**Task details**
In the records that follow, find each line with the word "light" and copy it.

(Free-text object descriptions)
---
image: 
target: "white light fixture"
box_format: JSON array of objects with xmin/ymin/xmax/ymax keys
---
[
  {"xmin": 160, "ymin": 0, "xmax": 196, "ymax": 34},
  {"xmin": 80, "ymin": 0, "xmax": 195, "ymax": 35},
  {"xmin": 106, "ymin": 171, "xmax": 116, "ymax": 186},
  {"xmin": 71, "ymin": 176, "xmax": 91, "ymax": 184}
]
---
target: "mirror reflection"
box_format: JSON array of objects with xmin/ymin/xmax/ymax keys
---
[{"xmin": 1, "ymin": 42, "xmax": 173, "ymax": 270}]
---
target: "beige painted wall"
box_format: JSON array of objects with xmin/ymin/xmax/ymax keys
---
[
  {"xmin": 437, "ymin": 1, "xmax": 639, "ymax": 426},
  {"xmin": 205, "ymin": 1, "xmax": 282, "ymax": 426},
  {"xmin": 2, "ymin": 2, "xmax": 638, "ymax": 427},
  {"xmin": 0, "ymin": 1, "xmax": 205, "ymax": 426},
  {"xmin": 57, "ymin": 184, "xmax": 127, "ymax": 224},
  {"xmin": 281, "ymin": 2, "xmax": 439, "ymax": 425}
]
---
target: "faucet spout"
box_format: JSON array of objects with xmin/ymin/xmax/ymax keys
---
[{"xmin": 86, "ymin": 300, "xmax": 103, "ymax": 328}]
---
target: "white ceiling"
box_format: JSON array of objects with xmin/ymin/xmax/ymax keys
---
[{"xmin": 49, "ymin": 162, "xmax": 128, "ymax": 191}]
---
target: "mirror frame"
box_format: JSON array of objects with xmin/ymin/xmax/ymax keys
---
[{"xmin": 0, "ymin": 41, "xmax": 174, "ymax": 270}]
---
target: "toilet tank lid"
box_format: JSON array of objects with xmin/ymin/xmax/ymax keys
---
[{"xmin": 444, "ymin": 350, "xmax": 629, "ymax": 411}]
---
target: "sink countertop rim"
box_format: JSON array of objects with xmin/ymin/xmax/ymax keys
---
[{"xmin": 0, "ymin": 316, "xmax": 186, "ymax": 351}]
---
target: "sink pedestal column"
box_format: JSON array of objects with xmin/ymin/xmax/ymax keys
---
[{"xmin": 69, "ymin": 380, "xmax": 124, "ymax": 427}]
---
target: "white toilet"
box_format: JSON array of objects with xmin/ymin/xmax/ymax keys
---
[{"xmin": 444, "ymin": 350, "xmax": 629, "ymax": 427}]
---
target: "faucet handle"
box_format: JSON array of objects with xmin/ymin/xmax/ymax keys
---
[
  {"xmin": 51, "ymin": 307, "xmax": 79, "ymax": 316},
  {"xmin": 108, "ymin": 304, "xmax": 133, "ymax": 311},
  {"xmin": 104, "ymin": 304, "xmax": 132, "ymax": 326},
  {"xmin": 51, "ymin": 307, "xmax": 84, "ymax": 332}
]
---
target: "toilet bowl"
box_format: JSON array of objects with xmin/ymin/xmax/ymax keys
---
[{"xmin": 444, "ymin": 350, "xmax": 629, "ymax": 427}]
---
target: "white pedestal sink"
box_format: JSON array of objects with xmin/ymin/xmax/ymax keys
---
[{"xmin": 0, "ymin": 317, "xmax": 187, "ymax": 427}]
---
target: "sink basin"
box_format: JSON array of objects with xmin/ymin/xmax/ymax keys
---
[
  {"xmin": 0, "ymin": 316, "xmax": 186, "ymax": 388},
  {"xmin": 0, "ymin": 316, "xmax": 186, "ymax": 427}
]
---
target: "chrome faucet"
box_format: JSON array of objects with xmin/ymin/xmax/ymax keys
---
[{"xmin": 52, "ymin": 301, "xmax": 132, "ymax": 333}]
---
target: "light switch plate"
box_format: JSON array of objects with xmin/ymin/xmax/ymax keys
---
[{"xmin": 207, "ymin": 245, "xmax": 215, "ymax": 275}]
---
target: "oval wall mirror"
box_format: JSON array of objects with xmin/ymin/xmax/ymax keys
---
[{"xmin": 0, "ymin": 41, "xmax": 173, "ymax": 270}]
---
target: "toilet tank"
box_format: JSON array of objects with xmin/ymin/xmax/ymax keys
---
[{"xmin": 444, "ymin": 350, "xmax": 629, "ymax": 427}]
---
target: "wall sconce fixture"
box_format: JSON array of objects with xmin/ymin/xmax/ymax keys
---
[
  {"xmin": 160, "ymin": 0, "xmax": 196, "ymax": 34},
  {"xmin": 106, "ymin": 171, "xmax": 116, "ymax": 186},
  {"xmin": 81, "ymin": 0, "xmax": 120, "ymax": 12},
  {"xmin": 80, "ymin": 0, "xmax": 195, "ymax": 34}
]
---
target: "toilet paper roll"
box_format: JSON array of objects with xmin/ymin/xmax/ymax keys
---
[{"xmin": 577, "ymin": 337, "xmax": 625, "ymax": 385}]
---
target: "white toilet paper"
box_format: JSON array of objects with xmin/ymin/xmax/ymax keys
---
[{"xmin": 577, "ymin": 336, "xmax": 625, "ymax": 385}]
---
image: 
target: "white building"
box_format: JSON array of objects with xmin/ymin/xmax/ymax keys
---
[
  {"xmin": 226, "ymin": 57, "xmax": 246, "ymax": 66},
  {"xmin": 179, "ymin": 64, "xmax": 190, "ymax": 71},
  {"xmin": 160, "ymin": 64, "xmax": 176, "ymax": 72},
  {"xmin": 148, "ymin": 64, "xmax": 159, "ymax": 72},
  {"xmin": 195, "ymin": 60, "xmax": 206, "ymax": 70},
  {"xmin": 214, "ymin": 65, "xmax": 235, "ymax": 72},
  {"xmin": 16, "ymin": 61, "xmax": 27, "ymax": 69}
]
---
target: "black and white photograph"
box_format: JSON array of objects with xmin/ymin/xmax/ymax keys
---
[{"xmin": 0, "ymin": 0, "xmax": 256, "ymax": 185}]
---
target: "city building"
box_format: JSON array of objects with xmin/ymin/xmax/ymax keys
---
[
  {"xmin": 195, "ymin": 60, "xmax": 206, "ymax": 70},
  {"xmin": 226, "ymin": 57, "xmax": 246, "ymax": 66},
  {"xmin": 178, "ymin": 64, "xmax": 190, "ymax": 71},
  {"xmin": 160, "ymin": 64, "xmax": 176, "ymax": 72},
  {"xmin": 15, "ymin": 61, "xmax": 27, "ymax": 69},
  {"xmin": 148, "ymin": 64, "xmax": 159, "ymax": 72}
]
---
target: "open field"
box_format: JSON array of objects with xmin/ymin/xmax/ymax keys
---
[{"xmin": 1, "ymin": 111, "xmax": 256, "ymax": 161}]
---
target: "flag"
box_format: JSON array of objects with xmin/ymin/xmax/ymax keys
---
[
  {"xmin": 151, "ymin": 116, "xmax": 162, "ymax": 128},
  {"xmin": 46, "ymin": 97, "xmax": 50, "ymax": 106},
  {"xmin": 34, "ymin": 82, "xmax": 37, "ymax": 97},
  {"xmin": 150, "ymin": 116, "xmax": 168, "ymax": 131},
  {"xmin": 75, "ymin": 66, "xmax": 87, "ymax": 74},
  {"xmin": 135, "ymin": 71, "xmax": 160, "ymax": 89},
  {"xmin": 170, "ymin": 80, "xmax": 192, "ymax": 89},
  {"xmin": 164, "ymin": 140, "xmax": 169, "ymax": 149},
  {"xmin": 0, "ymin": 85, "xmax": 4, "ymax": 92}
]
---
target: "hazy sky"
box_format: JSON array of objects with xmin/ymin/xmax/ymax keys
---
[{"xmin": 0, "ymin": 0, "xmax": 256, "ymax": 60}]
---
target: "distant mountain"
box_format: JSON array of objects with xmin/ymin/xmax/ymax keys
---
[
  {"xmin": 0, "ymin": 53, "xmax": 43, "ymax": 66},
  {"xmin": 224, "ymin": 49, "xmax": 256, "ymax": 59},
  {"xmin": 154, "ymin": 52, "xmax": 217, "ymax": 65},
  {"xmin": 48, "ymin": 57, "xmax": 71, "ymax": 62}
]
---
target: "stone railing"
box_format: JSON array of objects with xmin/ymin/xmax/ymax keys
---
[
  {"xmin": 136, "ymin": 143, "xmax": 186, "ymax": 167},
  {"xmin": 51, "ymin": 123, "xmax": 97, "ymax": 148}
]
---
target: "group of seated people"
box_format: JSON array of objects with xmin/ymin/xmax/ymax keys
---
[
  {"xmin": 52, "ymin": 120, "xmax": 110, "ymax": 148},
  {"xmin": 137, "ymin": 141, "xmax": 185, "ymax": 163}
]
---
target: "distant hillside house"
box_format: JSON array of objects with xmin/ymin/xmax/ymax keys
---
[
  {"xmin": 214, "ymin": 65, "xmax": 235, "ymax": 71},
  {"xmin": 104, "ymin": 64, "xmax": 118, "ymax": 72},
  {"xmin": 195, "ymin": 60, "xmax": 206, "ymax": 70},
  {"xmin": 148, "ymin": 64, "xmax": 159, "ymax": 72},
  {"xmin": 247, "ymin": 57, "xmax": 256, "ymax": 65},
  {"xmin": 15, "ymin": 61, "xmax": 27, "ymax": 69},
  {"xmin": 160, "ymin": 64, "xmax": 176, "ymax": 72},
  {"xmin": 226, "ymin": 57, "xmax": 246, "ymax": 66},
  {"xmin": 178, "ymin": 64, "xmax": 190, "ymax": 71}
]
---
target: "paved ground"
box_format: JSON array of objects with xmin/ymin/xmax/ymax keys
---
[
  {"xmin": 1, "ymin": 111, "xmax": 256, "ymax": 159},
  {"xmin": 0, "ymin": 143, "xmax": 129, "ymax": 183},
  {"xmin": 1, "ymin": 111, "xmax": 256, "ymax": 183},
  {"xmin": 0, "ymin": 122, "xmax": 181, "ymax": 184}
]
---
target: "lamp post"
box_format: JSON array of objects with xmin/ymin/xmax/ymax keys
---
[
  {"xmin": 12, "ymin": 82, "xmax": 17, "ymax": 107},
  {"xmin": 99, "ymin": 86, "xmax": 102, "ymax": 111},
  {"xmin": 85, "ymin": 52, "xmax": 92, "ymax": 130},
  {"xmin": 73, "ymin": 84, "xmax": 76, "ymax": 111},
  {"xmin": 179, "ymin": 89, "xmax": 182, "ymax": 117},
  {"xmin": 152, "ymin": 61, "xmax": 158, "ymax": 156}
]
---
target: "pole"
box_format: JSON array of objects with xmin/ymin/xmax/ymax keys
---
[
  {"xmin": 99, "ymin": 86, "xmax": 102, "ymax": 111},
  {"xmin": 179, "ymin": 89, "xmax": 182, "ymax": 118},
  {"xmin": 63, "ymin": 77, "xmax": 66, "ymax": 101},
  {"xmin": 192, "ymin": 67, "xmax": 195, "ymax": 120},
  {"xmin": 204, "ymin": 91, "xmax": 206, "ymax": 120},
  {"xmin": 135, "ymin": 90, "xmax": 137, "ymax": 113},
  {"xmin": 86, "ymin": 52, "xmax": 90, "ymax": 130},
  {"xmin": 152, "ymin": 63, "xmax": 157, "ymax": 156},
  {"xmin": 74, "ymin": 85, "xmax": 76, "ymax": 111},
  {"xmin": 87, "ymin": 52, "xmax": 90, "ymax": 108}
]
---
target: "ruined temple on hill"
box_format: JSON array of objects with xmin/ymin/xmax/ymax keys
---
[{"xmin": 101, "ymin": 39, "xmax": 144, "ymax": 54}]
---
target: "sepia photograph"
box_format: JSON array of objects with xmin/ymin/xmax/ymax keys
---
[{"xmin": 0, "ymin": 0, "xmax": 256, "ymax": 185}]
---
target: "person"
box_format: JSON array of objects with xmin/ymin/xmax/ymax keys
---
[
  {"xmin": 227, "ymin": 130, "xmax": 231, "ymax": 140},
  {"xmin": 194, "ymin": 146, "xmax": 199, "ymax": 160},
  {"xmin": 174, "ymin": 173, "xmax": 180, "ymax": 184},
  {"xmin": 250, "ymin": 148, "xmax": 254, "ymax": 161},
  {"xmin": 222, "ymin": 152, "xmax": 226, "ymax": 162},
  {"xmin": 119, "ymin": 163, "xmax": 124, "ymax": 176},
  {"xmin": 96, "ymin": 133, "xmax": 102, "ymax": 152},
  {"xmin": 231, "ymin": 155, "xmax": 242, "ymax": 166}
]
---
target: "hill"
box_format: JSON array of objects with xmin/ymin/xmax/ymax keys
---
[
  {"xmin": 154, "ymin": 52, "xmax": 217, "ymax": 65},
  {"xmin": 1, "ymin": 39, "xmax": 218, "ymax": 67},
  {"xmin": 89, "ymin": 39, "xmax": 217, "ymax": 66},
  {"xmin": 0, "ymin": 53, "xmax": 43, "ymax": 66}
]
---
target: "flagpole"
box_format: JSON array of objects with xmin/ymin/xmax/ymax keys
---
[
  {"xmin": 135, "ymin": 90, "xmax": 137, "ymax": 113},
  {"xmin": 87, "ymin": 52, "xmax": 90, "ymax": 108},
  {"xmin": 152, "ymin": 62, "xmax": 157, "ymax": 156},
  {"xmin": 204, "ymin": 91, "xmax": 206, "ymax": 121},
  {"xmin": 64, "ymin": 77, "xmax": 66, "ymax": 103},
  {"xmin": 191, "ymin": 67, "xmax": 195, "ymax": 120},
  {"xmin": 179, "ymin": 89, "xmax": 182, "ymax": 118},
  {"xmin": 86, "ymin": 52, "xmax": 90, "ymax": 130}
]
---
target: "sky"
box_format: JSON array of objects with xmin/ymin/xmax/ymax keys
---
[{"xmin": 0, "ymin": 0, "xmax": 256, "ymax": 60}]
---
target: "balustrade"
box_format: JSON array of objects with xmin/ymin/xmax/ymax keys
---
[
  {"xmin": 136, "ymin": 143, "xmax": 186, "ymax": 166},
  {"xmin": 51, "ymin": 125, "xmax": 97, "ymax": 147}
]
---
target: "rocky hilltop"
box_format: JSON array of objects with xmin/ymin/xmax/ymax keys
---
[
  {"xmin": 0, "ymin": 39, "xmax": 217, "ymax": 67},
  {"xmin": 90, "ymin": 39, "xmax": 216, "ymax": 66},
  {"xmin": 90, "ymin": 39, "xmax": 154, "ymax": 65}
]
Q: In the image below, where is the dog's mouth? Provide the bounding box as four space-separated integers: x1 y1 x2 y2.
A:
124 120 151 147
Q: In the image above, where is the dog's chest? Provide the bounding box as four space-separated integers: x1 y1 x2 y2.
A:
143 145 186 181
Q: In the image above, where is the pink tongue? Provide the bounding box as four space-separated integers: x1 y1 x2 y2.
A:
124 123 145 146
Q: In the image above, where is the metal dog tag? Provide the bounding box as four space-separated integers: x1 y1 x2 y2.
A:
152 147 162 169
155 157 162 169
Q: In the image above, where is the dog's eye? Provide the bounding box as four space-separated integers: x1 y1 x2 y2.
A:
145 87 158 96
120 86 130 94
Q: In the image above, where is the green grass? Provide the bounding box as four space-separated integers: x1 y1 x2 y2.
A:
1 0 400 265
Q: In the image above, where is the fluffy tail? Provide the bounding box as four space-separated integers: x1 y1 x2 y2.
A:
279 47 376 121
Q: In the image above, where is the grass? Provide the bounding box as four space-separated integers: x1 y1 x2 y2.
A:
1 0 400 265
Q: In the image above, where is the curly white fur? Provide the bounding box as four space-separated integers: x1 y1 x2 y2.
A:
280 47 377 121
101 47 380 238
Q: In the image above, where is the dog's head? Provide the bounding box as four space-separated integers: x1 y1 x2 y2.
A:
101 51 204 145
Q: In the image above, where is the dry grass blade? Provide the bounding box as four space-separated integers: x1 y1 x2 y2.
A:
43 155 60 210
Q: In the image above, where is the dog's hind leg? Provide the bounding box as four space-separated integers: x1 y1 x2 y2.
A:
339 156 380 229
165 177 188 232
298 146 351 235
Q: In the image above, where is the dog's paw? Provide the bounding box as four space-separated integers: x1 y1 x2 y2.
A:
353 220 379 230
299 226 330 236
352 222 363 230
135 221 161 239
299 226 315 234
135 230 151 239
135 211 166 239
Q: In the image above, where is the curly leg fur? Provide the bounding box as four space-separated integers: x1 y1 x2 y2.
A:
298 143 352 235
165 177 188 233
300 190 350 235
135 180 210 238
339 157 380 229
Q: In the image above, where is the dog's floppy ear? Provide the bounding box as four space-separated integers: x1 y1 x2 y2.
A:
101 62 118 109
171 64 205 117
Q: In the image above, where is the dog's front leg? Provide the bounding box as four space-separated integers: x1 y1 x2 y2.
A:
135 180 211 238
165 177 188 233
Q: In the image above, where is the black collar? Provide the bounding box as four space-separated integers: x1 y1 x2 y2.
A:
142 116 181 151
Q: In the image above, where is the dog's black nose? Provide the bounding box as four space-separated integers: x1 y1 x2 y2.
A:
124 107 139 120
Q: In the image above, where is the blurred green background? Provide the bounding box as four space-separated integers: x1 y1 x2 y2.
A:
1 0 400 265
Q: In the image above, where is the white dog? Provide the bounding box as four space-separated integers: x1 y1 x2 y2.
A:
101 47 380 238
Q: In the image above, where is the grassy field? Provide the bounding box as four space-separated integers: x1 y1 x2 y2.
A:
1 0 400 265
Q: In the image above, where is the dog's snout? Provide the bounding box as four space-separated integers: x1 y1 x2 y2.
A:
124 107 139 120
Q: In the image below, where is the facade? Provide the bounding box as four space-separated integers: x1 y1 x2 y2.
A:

**Exercise output**
target: "white light fixture"
target: "light switch plate"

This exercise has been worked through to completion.